### Source passage
•••
Monthly Archives: July 2023

Try-out for St Paul’s

St Stephen Walbrook Church, City of London

Sir Christopher Wren (1632-1723) was a miraculous human being. 

If central London were obliterated by a sudden disaster nowadays, it’s unlikely that its restoration would be entrusted to a professor of astronomy, but after the Great Fire in 1666 it was the obvious solution.  At that time the best professionals to employ in construction were academics who understood the physics of making buildings stand up.

King Charles II had already consulted Wren, the Savilian Professor of Astronomy at Oxford University, over several projects, including a much-needed restoration of the medieval St Paul’s Cathedral, when two-thirds of the City was burnt down in five days beginning in the early hours of September 2nd 1666.  Wren surveyed the wreckage, mapped out a comprehensive, radical plan to rebuild and laid it before the King on September 11th.  This adventurous scheme was scuppered because it necessitated wholesale revision of property boundaries.

Nevertheless, Wren – then in his mid-thirties – spent the rest of his long life embellishing London with replacements for the many destroyed parish churches and constructing his masterpiece, St Paul’s Cathedral.

One of these parish churches is distinctive as what Sir Nikolaus Pevsner described as “a try-out for St Paul’s”.

The site of the medieval St Stephen’s Walbrook was hemmed in on three sides by other buildings and the street, which takes its name from the now-hidden river that runs south into the Thames.  On part of this footprint Wren laid out his biggest London parish church to a largely symmetrical plan and graced it with a top-lit dome.
•••
### Entries on locating named things
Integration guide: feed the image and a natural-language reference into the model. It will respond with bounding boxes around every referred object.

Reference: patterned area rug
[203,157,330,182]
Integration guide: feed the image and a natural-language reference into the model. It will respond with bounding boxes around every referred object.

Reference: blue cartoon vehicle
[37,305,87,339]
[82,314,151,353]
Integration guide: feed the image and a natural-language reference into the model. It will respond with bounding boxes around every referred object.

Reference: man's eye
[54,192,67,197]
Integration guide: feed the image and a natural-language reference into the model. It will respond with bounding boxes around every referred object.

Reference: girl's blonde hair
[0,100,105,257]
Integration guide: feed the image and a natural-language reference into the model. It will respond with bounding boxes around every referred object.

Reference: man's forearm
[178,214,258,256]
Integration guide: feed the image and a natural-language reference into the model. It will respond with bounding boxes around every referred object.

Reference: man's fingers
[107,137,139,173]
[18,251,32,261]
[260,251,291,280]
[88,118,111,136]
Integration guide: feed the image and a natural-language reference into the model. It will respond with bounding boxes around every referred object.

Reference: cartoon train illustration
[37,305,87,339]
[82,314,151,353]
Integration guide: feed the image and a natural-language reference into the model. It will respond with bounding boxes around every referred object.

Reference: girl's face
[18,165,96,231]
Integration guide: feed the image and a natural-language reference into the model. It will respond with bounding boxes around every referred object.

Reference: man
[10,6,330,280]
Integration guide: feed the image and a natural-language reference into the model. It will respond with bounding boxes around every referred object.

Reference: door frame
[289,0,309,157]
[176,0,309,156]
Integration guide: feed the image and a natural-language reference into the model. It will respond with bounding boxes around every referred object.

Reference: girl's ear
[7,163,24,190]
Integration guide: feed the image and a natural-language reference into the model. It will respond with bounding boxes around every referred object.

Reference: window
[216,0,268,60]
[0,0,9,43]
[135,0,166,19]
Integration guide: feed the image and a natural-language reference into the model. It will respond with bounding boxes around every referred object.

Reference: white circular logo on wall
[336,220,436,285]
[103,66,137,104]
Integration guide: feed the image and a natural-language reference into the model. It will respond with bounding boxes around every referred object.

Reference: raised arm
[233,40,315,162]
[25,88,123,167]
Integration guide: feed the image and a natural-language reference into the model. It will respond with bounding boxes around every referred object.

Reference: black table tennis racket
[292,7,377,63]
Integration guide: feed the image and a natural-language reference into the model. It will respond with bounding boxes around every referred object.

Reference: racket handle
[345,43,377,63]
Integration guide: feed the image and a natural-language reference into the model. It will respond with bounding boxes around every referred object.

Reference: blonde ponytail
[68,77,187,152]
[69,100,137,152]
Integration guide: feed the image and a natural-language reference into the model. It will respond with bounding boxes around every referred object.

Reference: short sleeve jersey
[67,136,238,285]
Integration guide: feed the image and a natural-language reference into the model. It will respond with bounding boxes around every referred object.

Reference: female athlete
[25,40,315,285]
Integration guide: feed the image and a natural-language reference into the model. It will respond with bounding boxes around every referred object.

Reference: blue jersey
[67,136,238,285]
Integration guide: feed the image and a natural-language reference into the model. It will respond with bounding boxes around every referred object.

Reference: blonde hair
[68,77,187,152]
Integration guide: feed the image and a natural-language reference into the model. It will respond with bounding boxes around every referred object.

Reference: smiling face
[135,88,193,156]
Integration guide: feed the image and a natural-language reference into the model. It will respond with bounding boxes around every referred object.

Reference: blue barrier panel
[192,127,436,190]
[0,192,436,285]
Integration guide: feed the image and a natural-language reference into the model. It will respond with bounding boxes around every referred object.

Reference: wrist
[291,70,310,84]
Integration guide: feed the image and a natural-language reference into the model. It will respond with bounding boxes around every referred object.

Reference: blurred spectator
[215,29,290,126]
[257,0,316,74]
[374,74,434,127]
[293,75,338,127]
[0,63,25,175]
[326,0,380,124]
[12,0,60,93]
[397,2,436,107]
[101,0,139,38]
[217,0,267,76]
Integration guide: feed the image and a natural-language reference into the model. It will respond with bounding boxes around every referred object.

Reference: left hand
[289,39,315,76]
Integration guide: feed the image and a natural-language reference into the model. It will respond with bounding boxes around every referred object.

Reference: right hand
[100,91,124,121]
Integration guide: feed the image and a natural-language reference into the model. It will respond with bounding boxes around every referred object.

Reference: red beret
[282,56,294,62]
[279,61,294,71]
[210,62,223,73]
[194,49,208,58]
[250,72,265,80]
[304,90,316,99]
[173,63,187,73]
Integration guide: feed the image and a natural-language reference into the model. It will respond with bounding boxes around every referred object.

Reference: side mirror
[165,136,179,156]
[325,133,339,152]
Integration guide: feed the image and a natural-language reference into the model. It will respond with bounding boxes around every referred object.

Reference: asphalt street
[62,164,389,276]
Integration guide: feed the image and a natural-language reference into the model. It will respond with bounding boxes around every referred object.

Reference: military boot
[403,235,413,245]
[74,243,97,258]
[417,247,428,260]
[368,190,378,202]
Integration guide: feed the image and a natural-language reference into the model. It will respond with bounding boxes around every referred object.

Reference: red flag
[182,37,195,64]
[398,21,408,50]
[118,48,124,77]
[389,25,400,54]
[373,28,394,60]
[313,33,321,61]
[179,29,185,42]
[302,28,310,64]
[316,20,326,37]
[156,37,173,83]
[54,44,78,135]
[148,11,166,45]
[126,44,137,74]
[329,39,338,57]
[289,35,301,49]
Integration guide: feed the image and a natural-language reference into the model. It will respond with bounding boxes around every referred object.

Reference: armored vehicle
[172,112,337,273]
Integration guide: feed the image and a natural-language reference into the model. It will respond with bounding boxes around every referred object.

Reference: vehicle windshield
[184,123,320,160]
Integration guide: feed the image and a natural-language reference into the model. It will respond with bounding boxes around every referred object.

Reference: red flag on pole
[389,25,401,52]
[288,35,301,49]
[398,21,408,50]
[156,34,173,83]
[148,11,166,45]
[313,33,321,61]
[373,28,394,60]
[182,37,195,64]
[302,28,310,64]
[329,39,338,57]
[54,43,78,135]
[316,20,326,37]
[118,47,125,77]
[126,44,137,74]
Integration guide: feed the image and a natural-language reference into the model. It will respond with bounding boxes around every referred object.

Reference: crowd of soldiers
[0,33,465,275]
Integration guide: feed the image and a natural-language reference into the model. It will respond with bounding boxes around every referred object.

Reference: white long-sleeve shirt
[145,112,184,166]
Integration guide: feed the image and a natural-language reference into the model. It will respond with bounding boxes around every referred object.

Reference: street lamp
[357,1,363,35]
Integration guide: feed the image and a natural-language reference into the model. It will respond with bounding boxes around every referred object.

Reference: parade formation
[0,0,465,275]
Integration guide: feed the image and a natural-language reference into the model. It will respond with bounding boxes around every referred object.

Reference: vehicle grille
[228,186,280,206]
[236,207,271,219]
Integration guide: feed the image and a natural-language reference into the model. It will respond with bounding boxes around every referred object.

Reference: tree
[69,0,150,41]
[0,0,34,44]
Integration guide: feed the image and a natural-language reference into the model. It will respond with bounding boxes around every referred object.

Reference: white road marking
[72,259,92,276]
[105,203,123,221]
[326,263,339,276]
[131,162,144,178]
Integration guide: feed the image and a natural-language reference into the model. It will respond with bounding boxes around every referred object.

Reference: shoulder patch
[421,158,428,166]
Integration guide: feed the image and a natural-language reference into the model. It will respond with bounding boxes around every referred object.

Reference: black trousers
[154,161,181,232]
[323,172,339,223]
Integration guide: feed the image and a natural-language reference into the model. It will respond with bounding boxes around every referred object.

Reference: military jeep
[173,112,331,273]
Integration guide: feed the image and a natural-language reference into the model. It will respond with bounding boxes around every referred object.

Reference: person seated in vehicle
•••
### Complete the following
A – Name every person mentioned by name in the passage on St Stephen Walbrook.
B – According to the passage on St Stephen Walbrook, on what date did Wren lay his rebuilding plan before the King?
Answer from the passage on St Stephen Walbrook alone, without drawing on the records.

### Solution set
A – Sir Christopher Wren, King Charles II, Sir Nikolaus Pevsner

B – September 11th, 1666